(Data for analysis begins)

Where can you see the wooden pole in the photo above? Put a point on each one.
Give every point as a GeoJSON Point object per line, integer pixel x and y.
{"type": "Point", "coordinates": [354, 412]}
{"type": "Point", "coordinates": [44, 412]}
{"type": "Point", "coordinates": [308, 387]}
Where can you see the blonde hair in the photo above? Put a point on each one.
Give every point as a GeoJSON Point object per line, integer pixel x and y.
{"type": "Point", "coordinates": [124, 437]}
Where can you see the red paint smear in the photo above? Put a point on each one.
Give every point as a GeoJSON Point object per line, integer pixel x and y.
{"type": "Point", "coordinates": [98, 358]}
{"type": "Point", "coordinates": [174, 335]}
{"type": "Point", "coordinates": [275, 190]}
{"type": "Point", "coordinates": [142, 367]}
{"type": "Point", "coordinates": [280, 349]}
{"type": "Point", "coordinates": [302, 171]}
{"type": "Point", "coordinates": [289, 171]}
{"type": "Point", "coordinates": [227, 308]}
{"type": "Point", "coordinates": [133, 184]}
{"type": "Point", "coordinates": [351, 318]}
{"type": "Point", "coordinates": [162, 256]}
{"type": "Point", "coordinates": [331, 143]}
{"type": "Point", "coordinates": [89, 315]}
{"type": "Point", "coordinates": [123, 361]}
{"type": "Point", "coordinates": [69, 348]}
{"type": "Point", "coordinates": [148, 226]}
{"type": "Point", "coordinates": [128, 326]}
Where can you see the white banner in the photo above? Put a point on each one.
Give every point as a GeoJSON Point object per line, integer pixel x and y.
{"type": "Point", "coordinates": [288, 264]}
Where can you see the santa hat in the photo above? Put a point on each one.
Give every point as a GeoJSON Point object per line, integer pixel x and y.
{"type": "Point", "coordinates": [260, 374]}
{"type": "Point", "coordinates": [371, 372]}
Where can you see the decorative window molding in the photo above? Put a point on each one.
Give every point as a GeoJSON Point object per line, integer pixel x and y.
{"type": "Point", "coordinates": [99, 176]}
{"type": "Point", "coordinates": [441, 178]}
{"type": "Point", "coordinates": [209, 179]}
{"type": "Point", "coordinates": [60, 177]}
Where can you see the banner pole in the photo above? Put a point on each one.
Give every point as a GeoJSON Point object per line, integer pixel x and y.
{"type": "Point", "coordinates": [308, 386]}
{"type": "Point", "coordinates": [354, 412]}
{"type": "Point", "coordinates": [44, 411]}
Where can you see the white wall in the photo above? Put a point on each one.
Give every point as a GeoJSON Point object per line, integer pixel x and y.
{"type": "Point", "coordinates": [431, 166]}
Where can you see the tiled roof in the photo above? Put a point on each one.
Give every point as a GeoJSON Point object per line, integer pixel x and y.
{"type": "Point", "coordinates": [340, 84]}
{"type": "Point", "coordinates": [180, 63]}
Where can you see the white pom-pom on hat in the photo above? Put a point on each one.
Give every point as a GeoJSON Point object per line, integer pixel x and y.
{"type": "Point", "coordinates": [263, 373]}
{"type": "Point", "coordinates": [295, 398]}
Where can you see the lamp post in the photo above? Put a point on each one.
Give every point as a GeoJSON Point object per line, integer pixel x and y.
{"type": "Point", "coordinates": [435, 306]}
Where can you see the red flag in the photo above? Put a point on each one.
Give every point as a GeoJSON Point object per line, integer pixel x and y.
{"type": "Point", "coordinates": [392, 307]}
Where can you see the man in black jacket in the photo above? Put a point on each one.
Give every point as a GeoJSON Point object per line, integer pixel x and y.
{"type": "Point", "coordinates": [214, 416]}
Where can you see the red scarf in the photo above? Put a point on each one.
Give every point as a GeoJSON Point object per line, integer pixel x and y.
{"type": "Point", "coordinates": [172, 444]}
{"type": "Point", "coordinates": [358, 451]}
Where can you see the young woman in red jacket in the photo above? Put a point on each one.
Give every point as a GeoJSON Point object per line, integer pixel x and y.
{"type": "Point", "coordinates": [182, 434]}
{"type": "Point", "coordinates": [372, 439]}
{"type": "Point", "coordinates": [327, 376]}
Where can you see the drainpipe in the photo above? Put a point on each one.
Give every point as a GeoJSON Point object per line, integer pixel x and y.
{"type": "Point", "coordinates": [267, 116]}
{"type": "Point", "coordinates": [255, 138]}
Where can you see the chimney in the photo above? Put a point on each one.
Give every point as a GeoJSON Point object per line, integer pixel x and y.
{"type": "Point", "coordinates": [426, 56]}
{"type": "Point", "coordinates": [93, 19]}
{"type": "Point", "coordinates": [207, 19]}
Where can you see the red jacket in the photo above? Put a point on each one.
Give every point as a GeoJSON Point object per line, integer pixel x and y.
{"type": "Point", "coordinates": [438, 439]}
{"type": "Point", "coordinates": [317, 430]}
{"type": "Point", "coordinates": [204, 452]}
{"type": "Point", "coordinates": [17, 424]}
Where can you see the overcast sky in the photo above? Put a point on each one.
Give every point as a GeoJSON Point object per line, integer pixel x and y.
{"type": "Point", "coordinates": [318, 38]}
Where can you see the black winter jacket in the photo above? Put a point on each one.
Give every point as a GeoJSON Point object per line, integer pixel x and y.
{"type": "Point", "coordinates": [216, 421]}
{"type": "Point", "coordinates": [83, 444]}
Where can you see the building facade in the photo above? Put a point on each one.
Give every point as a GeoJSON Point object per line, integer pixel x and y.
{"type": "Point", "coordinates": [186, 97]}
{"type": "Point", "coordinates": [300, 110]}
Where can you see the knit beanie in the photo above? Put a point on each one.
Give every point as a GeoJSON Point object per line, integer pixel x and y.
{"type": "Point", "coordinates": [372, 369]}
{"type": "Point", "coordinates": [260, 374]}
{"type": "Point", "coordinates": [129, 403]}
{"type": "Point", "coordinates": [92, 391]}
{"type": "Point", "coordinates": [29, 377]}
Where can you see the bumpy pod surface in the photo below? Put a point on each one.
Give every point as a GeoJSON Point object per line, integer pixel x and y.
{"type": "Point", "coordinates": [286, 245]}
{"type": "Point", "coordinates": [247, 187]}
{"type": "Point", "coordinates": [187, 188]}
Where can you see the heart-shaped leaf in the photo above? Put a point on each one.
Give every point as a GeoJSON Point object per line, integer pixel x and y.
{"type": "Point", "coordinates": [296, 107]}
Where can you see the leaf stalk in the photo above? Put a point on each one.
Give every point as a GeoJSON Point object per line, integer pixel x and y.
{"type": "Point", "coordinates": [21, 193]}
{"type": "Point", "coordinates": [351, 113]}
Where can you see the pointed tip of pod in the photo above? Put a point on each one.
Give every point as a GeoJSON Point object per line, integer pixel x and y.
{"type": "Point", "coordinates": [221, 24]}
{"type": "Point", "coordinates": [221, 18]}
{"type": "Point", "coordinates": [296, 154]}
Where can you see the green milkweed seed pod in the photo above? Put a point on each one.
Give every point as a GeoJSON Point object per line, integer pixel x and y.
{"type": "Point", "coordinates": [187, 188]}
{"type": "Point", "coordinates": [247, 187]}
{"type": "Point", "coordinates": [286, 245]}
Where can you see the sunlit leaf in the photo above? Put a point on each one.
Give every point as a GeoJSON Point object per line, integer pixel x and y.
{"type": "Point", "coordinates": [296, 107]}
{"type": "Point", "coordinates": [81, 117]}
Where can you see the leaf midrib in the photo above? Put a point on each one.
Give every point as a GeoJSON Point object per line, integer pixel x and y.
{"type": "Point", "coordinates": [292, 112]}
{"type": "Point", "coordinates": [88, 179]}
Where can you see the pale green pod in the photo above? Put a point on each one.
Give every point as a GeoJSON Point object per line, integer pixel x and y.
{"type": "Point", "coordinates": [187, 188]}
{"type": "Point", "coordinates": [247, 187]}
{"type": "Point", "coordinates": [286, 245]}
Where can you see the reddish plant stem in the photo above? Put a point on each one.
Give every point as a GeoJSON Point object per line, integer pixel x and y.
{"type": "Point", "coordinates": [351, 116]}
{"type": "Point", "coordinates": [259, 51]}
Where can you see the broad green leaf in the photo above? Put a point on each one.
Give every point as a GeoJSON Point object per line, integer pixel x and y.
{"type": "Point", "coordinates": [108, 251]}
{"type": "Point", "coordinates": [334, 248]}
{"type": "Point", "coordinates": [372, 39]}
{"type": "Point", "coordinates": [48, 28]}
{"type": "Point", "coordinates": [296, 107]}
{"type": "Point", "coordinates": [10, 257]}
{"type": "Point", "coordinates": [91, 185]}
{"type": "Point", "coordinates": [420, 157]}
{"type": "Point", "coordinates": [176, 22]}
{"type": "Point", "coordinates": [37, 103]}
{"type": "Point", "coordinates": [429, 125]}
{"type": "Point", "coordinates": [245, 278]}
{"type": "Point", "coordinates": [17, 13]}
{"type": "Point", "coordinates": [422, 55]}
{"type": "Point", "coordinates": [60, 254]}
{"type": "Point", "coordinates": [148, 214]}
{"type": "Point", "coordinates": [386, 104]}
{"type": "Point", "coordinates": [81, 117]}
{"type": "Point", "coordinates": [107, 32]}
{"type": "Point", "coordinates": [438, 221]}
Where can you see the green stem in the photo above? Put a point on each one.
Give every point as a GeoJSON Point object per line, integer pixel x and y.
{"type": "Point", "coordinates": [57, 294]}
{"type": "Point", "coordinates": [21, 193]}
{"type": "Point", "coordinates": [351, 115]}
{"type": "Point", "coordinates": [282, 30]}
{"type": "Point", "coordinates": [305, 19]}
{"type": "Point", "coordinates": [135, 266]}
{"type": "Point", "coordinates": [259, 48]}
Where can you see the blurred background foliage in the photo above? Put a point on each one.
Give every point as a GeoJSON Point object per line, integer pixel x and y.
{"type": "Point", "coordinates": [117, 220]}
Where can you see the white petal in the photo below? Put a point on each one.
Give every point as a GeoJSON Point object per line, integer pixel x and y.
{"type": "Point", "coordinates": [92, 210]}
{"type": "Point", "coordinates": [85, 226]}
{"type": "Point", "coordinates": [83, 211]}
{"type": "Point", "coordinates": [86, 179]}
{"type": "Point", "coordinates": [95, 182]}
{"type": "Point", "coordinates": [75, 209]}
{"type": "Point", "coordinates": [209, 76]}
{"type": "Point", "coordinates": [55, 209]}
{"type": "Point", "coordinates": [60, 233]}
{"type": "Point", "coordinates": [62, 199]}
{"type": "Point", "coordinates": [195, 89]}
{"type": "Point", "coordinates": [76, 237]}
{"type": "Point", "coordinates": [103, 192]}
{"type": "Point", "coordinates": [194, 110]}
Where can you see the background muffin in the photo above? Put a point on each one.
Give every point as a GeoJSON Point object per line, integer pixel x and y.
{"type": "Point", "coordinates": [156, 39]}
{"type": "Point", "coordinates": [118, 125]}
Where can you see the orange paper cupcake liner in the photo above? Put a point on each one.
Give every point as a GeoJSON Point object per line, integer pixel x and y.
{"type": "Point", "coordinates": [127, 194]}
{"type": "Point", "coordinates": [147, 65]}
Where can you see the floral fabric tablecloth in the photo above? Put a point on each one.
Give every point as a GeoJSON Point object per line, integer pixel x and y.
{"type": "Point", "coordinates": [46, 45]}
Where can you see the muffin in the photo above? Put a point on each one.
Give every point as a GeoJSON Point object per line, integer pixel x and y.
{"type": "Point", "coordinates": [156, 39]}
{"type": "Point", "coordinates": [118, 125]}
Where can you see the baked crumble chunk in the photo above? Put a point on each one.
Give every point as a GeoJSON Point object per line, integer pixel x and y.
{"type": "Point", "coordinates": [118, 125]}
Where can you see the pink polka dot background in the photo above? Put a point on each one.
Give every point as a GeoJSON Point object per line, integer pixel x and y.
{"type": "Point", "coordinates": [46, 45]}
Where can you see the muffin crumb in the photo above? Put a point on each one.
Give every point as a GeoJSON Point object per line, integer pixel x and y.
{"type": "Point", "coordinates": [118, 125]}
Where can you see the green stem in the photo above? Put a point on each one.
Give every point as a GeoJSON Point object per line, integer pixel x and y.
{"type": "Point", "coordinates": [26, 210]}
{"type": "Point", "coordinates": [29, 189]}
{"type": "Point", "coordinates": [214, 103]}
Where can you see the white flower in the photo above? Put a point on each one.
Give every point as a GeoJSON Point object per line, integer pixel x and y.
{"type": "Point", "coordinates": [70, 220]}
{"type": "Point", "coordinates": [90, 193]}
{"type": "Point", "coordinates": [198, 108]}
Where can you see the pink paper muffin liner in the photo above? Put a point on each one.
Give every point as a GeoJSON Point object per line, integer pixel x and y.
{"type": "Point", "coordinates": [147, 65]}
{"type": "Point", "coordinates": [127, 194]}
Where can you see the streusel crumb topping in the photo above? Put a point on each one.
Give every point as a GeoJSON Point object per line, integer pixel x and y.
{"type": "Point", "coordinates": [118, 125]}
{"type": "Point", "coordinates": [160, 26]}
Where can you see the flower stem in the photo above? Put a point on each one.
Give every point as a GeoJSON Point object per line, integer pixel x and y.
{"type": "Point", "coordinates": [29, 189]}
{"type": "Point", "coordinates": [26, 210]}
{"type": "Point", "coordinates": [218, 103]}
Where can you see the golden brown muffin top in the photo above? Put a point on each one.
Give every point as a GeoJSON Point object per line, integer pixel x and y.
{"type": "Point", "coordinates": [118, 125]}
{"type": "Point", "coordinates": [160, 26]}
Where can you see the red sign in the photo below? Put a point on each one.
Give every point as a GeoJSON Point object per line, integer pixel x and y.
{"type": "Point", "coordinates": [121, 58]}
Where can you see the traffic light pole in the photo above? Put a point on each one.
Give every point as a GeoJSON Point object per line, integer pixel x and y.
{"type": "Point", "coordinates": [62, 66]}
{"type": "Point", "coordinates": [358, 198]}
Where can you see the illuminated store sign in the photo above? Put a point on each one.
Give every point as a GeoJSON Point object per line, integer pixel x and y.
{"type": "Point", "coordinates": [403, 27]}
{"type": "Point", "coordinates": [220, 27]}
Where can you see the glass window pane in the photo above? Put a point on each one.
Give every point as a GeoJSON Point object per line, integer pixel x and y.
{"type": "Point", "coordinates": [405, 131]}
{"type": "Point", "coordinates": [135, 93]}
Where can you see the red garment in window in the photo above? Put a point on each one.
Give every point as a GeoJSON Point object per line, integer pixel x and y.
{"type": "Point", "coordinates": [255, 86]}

(Data for analysis ends)

Task requirements »
Exactly the lines running from the top of the records to the line that contains "Where can you see the red paint", inclusive, must be set down, and nothing more.

Result of the task »
Where can you see the wooden pole in the photo above? Put a point on each one.
Give every point as a GeoJSON Point object per line, integer pixel x and y.
{"type": "Point", "coordinates": [354, 412]}
{"type": "Point", "coordinates": [44, 412]}
{"type": "Point", "coordinates": [308, 387]}
Where can you see the blonde hair in the photo above? Put a point on each one.
Give every point as a GeoJSON Point object per line, integer pixel x and y.
{"type": "Point", "coordinates": [124, 437]}
Where can you see the red paint smear in the photo above? Put a point on each one.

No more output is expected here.